*EXERCISE DESCRIPTION:* I would like each line of the data that holds the word "navy" copied out.

*SUPPLIED RECORDS:*

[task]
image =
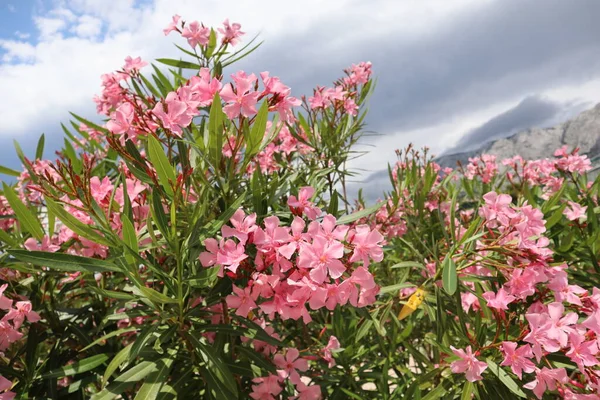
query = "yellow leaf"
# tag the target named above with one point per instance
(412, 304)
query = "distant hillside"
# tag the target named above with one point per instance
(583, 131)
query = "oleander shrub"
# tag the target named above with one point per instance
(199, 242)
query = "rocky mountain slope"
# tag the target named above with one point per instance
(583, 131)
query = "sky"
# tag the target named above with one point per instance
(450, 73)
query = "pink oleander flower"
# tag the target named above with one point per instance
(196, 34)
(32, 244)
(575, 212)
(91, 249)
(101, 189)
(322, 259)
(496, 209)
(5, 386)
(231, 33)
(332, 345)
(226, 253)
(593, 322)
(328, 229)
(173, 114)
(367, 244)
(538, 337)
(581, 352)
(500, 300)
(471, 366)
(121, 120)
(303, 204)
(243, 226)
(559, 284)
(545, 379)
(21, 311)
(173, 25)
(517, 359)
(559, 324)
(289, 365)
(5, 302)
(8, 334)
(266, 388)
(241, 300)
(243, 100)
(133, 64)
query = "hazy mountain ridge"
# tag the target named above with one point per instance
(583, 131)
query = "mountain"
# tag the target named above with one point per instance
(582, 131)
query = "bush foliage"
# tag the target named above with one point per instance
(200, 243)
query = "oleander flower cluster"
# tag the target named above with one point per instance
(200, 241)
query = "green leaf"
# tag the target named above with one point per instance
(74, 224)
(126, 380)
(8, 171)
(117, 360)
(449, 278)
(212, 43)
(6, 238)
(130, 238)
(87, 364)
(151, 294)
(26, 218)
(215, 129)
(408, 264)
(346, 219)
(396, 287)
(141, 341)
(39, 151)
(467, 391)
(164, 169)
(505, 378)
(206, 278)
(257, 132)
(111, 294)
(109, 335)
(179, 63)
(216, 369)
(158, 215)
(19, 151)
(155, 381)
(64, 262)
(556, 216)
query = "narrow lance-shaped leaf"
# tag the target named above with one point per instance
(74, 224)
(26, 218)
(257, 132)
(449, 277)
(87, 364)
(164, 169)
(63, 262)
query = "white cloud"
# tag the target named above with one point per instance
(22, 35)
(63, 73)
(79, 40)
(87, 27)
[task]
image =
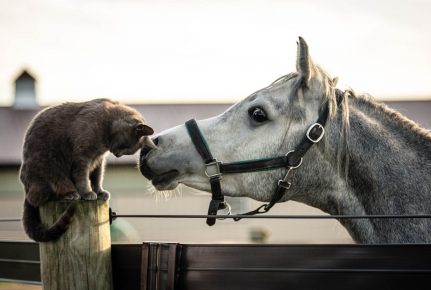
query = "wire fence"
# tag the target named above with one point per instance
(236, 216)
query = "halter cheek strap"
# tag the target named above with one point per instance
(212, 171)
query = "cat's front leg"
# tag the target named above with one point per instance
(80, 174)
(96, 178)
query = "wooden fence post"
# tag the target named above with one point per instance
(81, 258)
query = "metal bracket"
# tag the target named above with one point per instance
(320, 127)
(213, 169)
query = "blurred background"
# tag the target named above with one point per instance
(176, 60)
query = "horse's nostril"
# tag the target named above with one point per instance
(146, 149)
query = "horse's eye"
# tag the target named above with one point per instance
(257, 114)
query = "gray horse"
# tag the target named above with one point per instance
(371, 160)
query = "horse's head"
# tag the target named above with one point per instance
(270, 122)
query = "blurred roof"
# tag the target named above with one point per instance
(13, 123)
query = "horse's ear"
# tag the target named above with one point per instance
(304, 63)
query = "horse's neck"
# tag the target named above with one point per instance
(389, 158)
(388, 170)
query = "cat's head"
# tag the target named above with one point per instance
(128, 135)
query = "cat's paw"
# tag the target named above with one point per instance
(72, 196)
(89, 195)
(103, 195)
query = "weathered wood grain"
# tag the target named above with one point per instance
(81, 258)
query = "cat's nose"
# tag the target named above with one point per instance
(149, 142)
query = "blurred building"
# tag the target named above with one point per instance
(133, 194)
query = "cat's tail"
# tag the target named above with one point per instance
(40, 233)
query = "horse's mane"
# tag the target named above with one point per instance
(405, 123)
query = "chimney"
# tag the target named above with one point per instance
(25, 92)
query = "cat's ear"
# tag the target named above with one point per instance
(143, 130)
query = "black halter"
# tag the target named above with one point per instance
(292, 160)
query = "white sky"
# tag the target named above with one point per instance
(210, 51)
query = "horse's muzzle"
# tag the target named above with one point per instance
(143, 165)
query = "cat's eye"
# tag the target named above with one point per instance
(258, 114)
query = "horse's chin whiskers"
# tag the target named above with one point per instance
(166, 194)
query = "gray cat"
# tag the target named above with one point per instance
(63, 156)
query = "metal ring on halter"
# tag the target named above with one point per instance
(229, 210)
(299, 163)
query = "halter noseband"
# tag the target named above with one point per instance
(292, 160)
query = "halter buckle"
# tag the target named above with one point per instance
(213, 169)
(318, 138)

--

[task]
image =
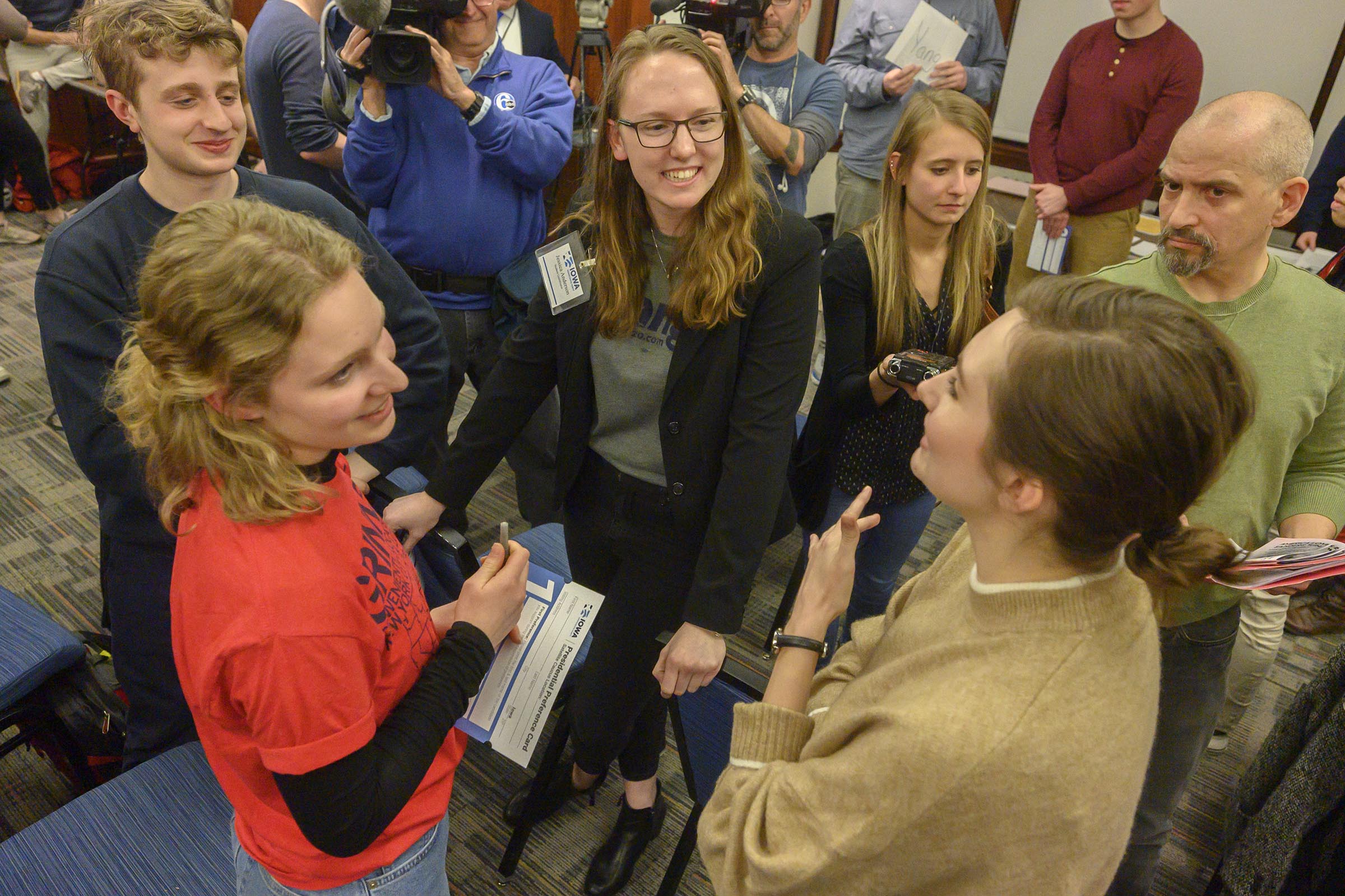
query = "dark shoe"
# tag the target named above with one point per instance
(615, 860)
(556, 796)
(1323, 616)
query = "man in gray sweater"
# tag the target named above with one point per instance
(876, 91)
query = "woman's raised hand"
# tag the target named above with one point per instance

* * *

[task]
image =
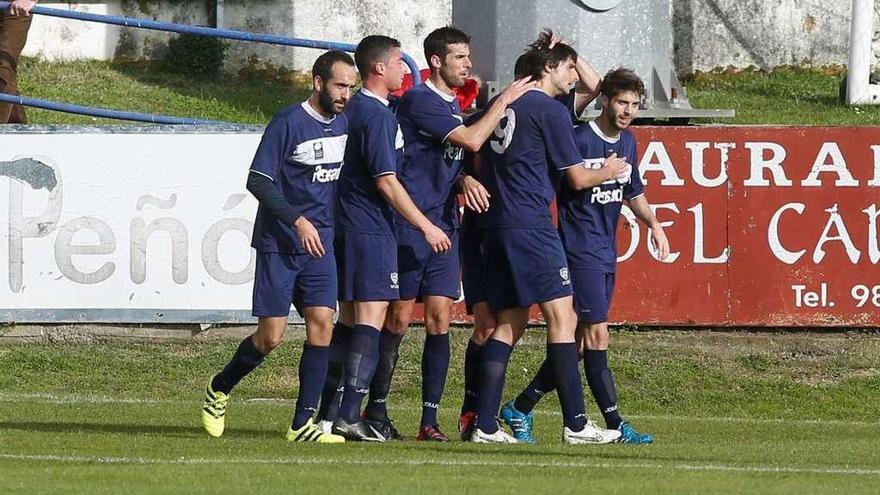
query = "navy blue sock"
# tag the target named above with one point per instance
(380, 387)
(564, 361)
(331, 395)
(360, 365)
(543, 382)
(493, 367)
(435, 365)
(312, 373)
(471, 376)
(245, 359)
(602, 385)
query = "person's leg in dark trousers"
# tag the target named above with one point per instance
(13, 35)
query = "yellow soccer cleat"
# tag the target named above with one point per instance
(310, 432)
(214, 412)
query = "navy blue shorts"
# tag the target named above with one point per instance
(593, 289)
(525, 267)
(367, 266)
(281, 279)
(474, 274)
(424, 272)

*COMPLETED EXERCISE:*
query = "navy blue sock"
query = "navy blue shorts"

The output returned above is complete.